- _Selected excerpt_:
##############################

Advertising videos provide information on various products to viewers through various media such as the Internet, airwaves, cables, and the like. Video advertisements provided through various media induce the interest of viewers and increase the purchasing power of products through empathy.
When designing a video, an advertising video designer creates video contents by focusing on the empathy of viewers. Whether or not viewers empathize with the video content such as video advertisements and the like, that is, judgment or evaluation of empathy or non-empathy, depends on individual subjective evaluation. For successful advertising video production, an objective and scientific approach or an evaluation method is required.
An objective and scientific approach or an evaluation method is required to produce an advertising video that is highly resonant to viewers.
Provided is a method of empathy evaluation by using physical elements of a video, which enables objective and scientific empathy evaluation by viewers on content emotion contained in an advertising video, and an apparatus for measuring the empathy.
Provided is a method of empathy evaluation with the physical elements of images in an advertisement video by extracting a region of interest in the video by using eye tracking data, and an apparatus for measuring the empathy.
Additional aspects will be set forth in part in the description which follows and, in part, will be apparent from the description, or may be learned by practice of the presented embodiments of the disclosure.
According to one or more embodiments, an empathy evaluation method using video physical elements includes
establishing a video database by collecting a plurality of video clips, and labeling each of the video clips for each emotion by subjective evaluation,
extracting a region of interest (ROI) video from each of the collected video clips as a video subject to machine learning,
extracting physical characteristics from the ROI video and storing the extracted physical characteristics as training data,
generating a model file including a weight trained through machine learning using the training data, and
judging empathy of a comparative image frame that is separately input, by applying a K-Nearest Neighbor technique using finding the 2 label(empathy/non-empathy) training vector that is calculated by the difference between the metric measurement of the image feature vector, with respect to comparative video data extracted from the comparative video.
According to one or more embodiments, in the empathy evaluation method using video characteristics, the extracting of the video subject to learning includes
presenting an advertising video to a viewer through a video display,
tracking a gaze of the viewer with respect to the video display by webcam camera, and
extracting a region of interest (ROI video of an ROI to which the gaze of the viewer directs with respect to the video display and storing images of frame by frame extracted from ROI video as subjects to machine learning having a certain size.
According to one or more embodiments, in the empathy evaluation method using image physical elements, in the extracting of the ROI video, coordinates (x, y) are extracted from the video display to which the gaze of the viewer directs, and
a certain size of an ROI region including the coordinates is selected and an ROI video corresponding to the region is continuously extracted from the advertising video.
According to one or more embodiments, in the empathy evaluation method using video characteristics, the model may be a k-NN (Nearest Neighbor) model.
According to one or more embodiments, in the empathy evaluation method using image physical elements,
the physical elements may include at least one of Gray, red, green, and blue (RGB), hue, saturation, and value (HSV), or light, a ratio of change from red to green, and a ratio of change from blue to yellow (LAB).
According to one or more embodiments, in the empathy evaluation method using image physical elements, in the preparing of the training data, sound physical elements may be extracted together with the physical characteristics of the ROI video.

##############################

- _Information shown_:
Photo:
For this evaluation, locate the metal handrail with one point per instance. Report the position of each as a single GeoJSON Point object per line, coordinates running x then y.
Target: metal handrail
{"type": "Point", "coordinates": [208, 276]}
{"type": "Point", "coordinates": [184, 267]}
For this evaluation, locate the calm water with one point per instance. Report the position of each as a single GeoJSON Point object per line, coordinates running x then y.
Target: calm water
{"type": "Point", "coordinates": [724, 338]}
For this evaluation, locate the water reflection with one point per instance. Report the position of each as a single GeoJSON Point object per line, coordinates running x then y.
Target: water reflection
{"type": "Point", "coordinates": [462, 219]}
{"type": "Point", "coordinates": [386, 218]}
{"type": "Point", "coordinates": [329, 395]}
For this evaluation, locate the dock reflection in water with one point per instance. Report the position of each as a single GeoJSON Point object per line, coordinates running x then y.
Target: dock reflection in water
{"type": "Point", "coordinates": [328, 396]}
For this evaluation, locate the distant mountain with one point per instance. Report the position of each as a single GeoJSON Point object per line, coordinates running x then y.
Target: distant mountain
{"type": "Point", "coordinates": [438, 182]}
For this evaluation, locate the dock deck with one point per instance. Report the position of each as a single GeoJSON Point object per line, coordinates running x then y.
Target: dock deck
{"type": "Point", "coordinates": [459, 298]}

##############################

- _Short exercise 1_: Summarize the passage on empathy evaluation of advertising videos in two sentences.
- _Short exercise 2_: In the passage on empathy evaluation of advertising videos, what device tracks the viewer's gaze toward the video display?
- _Short exercise 3_: Continue the passage on empathy evaluation of advertising videos, starting after its last sentence.

- _Right answer 1_: Whether viewers empathize with an advertising video depends on individual subjective evaluation, so successful advertising video production requires an objective and scientific evaluation method. The passage presents such a method and an apparatus: they build a labeled video database, use viewers' eye tracking to extract region-of-interest video, train a model on its physical characteristics, and judge the empathy of a new image with a K-Nearest Neighbor technique.

- _Right answer 2_: A webcam camera.

- _Right answer 3_:
According to one or more embodiments, the empathy evaluation method further includes
extracting sound physical elements together in the extracting of the physical characteristics of the ROI video,
generating a sound physical elements model file including a weight trained by using the extracted sound physical elements as training data, and
judging empathy of sound data that is separately input, by using extract spectrograms with a certain sampling rate using Mel-frequency cepstral coefficients (MFCC) the audio file of the video slip such as advertising.
According to one or more embodiments, in the empathy evaluation method using video characteristics, the sound physical elements may include at least one of pitch (frequency), volume (power), or tone (Mel-frequency cepstral coefficients (MFCC), 12 coefficient).
According to one or more embodiments, in the empathy evaluation method using video characteristics,
the tone may include at least one of a low frequency spectrum average value and standard deviation, an intermediate frequency spectrum average value, or a high frequency spectrum average value and standard deviation.
According to one or more embodiments, an empathy evaluation apparatus performing the above method include
a memory storing a model file;
a processor in which an empathy evaluation program for judging empathy of input video data that is to be compared is executed, and
a video processing apparatus receiving the input video data and transmitting a received input video data to the processor.
According to one or more embodiments, in the empathy evaluation apparatus using video characteristics,
a video capture apparatus that captures halfway a video from a video source may be connected to the video processing apparatus.
According to one or more embodiments, in the empathy evaluation apparatus using video characteristics, the model file may adopt a k-NN model.
According to one or more embodiments, in the empathy evaluation apparatus using video characteristics,
the image physical elements may include at least one of Gray, red, green, and blue (RGB), hue, saturation, and value (HSV), or light, a ratio of change from red to green, and a ratio of change from blue to yellow (LAB).
According to one or more embodiments, in an empathy evaluation system using image physical elements and sound physical elements are included in the training data with the physical characteristics of the ROI video, and a model file obtained through learning using the training data may include 2 labels (empathy/non-empathy) vector that is calculated by the difference between the metric measurement size trained with respect to the video characteristics.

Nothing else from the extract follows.